Page extract:
At last we get to limits, the bugbear of calculus. Limits are the most sophisticated and also the most pedagogically challenging of the four big ideas. The sad state of the way limits are usually taught is that they (quoting the author) “are either reduced to an intuitive notion with some validity but one that can lead to many incorrect assumptions, or their study devolves into a collection of techniques that must be memorized.” Citing Grabiner’s The Origins of Cauchy’s Rigorous Calculus, the book points out that the modern rigorous treatment of limits based on the algebra of inequalities came relatively late in the evolution of calculus. Bressoud argues, and this reviewer would agree, that expecting first-year students to absorb the \(\epsilon-\delta\) definition of limit is irresponsible, yet the ideas behind this formalization can be made accessible through the algebra of inequalities. By this is meant an emphasis on learning the language of approximations. There are not a lot of specific prescriptions in the book for exactly how to do this but references are given to some incipient curriculum revisions that already exist.

Data extract:

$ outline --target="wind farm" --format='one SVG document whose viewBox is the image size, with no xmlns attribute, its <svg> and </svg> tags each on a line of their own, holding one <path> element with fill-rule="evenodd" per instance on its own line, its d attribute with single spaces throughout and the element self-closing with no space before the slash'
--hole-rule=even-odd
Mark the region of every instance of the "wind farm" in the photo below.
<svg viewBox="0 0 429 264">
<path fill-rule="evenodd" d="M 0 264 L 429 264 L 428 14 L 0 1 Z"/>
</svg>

Written tasks:
• A. List every person named in the review passage on teaching limits.
• B. Pick up the review passage on teaching limits after its final sentence and carry it forward.
None of the lines is needed for this work.

Outputs for the tasks:
• A. Grabiner, Cauchy, Bressoud

• B.
 
Finally, the book delves into more advanced analysis and touches on some of the late nineteenth and early twentieth-century developments of concepts like uniform convergence, Riemann integration, Fourier series, and measure. There is a great deal of additional material in the book not mentioned in this review, including an appendix containing the author’s reflections on some of the pedagogical issues highlighted.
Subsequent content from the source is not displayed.